Only reproduce the lines from the line containing "Target: white short-sleeve shirt" onward, exactly, through the final line of the data below.

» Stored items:
....
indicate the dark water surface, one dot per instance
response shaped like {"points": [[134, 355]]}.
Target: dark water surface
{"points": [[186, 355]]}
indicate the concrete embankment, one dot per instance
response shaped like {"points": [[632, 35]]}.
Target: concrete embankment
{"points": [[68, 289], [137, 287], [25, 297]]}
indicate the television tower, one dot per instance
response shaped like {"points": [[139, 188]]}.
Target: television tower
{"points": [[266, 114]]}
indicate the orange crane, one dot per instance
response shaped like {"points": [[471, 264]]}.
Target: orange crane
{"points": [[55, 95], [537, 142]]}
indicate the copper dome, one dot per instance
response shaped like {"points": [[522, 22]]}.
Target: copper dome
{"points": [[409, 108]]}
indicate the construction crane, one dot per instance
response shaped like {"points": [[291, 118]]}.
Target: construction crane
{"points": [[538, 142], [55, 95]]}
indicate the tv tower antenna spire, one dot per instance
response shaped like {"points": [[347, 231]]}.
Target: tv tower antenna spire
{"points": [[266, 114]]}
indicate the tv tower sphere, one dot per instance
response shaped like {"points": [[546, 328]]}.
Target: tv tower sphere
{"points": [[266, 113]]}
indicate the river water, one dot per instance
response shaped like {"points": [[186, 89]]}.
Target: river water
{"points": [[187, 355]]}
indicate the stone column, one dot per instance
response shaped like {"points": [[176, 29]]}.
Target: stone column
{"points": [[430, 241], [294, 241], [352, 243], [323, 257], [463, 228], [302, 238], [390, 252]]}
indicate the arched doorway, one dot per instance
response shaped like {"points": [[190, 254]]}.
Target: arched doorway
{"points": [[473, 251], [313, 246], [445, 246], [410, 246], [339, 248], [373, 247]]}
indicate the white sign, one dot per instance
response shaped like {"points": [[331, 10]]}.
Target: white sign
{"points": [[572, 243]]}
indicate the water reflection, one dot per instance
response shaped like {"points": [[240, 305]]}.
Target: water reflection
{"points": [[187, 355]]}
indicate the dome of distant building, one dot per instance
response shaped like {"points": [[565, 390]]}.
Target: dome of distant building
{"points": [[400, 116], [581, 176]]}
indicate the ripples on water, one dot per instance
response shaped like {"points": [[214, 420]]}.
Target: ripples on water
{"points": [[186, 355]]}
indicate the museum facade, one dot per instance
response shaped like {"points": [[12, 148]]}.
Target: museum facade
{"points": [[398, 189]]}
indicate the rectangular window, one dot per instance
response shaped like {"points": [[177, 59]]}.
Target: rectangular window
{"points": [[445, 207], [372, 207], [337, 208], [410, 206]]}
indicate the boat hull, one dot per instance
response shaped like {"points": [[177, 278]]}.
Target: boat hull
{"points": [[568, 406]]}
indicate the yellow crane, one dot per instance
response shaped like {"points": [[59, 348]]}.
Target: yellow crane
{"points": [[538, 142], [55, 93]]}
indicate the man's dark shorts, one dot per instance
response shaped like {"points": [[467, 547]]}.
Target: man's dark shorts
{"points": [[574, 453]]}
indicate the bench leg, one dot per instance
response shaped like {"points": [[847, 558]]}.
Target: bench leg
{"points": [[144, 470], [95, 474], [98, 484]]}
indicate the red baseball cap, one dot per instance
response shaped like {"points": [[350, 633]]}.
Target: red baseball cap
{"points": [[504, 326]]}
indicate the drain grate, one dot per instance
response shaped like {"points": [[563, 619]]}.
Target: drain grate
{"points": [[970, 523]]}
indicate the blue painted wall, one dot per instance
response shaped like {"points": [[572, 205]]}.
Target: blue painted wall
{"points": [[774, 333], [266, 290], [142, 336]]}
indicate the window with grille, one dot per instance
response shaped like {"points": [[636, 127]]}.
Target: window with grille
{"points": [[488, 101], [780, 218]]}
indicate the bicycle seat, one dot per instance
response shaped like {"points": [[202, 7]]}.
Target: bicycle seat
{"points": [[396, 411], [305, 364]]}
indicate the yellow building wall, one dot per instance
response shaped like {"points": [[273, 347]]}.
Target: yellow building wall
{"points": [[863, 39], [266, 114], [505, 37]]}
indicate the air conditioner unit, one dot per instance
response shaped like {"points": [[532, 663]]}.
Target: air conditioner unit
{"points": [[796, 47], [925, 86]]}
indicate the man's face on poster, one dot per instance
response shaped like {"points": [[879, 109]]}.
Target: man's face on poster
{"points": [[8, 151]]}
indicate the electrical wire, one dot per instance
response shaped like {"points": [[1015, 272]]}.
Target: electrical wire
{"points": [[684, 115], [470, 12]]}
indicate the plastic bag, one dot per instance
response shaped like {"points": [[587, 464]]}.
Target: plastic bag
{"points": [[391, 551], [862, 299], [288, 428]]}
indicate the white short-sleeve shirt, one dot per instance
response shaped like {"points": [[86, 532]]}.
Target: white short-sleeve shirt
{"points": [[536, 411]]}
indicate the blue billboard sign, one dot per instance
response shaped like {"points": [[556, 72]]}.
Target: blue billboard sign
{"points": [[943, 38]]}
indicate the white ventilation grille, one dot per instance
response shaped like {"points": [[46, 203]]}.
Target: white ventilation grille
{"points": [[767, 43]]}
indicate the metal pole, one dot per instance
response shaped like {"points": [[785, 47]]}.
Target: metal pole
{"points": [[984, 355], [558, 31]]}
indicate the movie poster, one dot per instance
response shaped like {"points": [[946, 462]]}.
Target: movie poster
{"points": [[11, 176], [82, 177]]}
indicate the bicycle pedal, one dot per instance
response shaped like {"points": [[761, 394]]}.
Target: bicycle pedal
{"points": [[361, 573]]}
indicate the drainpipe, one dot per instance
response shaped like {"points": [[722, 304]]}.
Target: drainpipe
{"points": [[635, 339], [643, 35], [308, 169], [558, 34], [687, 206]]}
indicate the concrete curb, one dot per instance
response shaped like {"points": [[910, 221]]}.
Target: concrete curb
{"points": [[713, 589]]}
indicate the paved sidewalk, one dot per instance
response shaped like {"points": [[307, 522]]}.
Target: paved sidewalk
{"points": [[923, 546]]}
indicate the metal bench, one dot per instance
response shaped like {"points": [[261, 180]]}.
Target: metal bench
....
» Response area:
Target: white short-sleeve shirt
{"points": [[536, 411]]}
indicate the blue billboard sign, one dot per instance
response shaped like {"points": [[556, 72]]}.
Target: blue billboard sign
{"points": [[943, 38]]}
indicate the white ventilation grille, one dot per instance
response shaped like {"points": [[46, 203]]}.
Target: white ventilation grille
{"points": [[767, 43]]}
indicate the metal pole, one dot per instance
response shaped like {"points": [[785, 47]]}.
Target: metal pole
{"points": [[984, 355], [558, 31]]}
indicate the movie poster, one dot per instance
response shaped like {"points": [[946, 462]]}.
Target: movie poster
{"points": [[11, 176], [82, 177]]}
indicate the bicycle pedal, one dot per instance
response shaped like {"points": [[761, 394]]}.
Target: bicycle pedal
{"points": [[361, 573]]}
indicate the drainpipe, one dot per instance
response shaped like {"points": [[722, 304]]}.
Target: drainpipe
{"points": [[635, 339], [643, 35], [308, 169], [558, 34], [687, 206]]}
indicate the concrete curb, one dot per instance
response shaped like {"points": [[910, 221]]}.
Target: concrete curb
{"points": [[713, 589]]}
indicate the paved sidewalk, one dot per instance
response shaped like {"points": [[307, 522]]}.
Target: paved sidewalk
{"points": [[923, 546]]}
indicate the metal bench, one dot per instance
response shaped like {"points": [[261, 180]]}.
Target: metal bench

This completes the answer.